Exercise prompt>
Pull out each line in the entries below that contains the word "leafy" and copy those lines without changing them.

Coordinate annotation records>

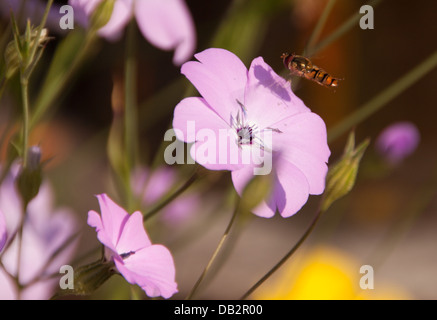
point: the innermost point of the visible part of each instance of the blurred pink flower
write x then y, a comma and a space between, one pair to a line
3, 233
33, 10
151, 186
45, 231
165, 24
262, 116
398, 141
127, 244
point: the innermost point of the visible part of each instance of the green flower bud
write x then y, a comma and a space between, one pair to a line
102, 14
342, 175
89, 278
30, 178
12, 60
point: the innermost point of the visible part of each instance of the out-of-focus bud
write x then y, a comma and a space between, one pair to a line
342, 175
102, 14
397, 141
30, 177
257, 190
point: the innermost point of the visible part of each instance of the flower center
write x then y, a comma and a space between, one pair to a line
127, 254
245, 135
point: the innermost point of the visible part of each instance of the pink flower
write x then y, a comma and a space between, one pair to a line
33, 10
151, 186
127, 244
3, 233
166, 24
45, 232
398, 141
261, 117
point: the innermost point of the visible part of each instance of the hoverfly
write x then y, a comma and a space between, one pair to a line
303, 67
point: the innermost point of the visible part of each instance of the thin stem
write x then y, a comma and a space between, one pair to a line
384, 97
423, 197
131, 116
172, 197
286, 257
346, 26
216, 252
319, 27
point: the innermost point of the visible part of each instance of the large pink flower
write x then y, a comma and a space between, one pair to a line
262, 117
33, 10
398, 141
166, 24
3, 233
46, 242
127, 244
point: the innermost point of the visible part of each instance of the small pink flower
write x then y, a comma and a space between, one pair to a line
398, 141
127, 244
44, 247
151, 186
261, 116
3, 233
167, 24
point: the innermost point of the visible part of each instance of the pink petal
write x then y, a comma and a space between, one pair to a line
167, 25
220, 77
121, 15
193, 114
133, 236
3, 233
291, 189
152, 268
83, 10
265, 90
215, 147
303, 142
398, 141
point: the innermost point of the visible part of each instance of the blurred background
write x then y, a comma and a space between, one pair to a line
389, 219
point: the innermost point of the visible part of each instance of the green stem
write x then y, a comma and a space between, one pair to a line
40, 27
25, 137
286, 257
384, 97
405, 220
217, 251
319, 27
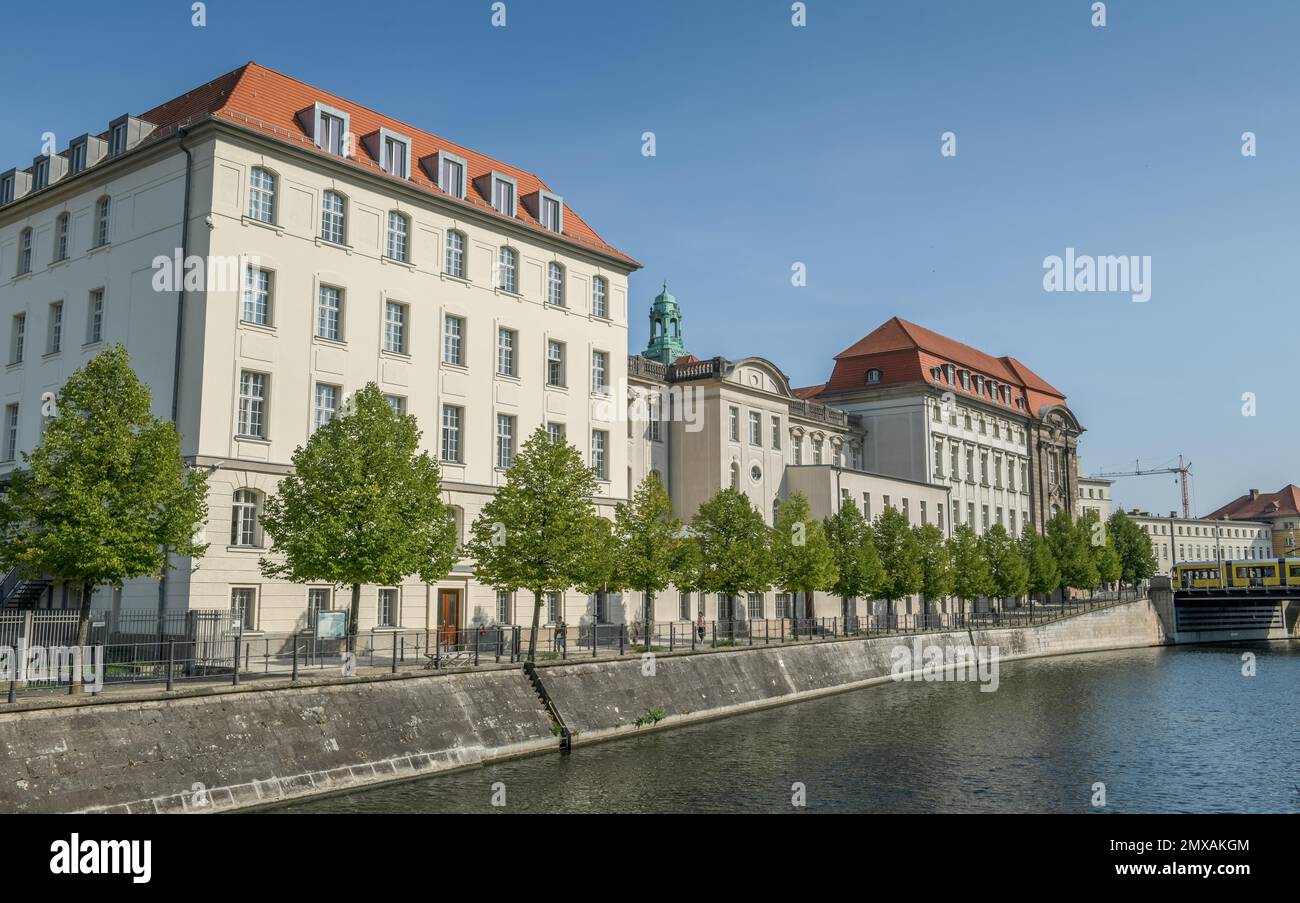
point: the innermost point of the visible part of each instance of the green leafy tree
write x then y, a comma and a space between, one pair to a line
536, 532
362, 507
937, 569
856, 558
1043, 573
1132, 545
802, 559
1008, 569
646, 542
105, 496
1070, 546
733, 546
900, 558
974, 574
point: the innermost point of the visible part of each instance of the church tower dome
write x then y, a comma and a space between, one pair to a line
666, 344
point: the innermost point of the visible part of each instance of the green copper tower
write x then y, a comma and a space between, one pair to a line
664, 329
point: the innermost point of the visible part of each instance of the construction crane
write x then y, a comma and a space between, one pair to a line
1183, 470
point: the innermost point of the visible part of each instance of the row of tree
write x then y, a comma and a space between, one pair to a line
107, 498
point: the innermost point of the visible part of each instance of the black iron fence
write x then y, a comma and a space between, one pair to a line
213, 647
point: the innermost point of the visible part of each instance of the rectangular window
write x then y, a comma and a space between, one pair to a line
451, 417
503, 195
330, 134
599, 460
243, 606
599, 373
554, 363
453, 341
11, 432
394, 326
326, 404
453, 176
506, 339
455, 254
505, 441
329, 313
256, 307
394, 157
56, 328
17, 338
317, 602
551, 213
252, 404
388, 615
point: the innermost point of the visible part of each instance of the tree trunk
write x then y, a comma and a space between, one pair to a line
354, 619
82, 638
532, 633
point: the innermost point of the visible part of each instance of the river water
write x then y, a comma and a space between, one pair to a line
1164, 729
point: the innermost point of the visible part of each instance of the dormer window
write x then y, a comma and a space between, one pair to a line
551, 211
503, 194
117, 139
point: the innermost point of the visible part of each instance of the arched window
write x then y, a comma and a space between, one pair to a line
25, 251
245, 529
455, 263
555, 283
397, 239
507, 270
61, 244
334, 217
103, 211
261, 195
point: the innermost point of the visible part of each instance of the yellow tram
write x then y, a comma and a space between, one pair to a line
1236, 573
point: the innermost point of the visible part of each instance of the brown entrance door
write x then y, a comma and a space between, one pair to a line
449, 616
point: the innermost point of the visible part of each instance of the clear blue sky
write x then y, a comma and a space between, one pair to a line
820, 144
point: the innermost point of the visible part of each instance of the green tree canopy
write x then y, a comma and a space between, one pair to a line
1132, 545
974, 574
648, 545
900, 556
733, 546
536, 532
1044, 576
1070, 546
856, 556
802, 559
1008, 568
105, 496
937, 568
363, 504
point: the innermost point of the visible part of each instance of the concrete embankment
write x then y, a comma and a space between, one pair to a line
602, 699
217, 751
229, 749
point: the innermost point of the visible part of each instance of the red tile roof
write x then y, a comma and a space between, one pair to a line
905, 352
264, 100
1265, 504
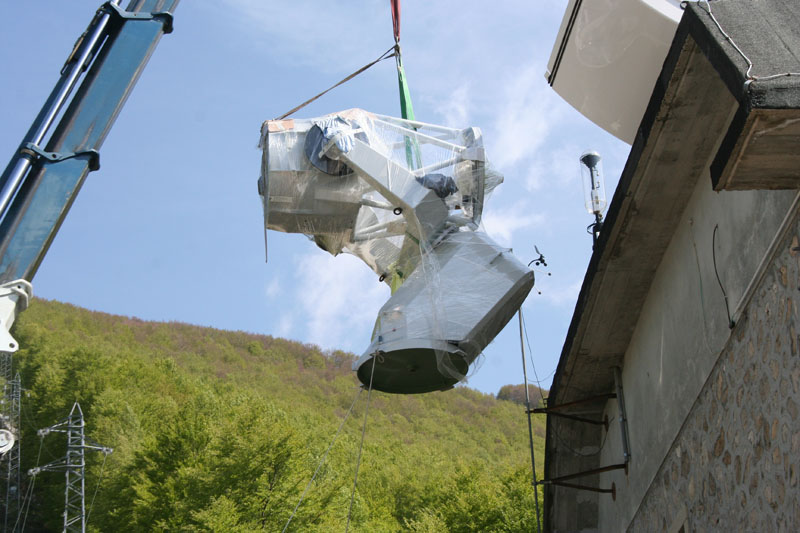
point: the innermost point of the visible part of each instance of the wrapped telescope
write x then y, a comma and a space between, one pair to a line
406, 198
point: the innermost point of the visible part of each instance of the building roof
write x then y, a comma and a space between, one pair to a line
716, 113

==

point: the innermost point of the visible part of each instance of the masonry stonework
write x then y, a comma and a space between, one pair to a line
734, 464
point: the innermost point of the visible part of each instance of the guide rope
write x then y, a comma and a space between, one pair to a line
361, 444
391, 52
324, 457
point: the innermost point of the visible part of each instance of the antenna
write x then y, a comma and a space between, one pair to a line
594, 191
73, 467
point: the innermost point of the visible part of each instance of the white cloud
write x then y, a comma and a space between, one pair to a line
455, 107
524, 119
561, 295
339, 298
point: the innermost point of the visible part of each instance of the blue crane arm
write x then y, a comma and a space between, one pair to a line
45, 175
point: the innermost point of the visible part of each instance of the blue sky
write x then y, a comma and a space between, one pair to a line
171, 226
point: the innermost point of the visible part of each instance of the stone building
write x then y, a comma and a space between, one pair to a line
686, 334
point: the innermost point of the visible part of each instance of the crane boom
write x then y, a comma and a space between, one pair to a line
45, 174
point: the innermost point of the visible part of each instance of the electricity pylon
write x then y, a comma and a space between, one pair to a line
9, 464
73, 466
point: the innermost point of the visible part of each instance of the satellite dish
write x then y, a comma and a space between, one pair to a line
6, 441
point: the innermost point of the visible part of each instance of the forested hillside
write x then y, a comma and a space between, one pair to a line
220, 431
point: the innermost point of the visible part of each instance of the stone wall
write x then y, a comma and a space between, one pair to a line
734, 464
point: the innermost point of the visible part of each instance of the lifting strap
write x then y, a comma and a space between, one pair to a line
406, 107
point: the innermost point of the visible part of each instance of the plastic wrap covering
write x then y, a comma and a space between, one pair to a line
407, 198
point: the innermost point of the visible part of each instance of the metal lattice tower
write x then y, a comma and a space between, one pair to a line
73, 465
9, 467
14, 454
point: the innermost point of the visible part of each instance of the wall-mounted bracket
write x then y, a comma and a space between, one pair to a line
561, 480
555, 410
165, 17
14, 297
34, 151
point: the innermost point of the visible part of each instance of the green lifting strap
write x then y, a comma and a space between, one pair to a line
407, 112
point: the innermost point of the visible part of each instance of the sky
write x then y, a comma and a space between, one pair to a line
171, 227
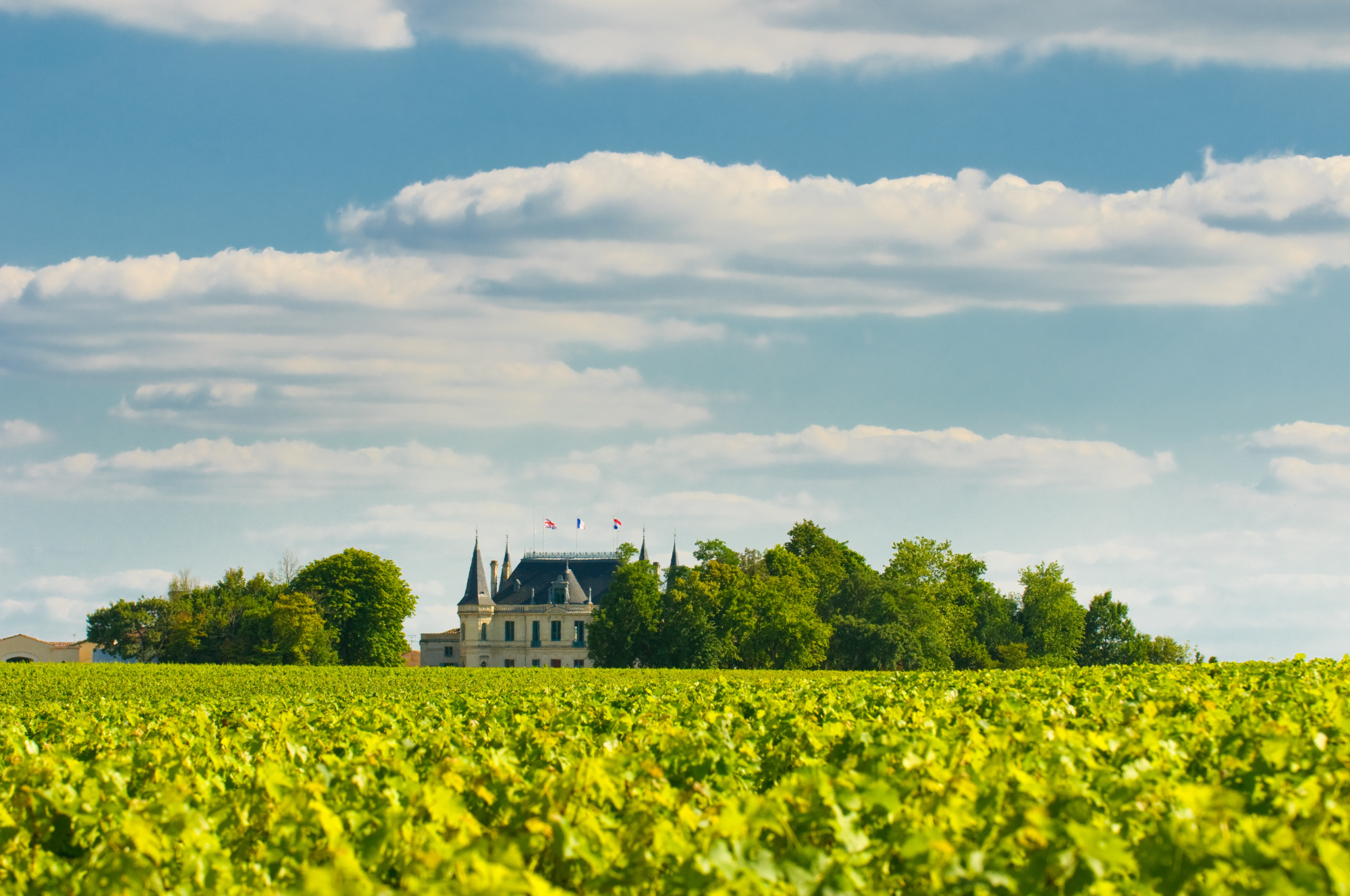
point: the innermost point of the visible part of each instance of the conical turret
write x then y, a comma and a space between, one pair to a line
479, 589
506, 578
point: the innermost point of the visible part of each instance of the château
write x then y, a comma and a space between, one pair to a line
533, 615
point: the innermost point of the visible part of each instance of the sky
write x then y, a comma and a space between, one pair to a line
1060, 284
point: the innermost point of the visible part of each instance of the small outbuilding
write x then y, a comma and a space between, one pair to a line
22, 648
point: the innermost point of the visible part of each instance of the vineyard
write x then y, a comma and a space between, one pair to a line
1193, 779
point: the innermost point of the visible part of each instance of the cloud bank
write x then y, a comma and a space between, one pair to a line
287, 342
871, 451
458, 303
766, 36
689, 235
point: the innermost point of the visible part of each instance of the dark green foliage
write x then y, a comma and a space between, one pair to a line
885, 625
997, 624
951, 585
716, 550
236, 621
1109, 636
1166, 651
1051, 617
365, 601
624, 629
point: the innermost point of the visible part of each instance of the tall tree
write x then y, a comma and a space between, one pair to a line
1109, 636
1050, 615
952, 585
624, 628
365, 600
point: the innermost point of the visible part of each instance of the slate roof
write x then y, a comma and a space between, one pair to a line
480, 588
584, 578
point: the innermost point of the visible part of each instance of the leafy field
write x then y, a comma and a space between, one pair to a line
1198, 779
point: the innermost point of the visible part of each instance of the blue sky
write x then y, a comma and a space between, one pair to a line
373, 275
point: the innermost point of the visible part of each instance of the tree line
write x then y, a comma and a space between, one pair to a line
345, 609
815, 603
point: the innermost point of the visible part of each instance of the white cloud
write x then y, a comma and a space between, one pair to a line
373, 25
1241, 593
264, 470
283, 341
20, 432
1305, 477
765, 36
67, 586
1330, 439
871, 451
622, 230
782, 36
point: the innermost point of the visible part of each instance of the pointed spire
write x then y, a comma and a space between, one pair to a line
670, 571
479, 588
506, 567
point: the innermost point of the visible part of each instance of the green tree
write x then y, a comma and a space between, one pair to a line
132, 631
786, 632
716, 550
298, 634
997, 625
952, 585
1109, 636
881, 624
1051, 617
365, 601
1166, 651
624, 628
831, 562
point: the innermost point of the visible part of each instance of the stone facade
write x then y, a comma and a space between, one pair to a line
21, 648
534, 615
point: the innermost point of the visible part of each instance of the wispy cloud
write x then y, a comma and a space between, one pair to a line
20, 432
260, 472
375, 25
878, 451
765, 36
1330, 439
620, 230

Response below>
point: the innermost point of the visible part of each instance of the green leafy tree
point: the innermost point of the visible part of each instance of the leafy field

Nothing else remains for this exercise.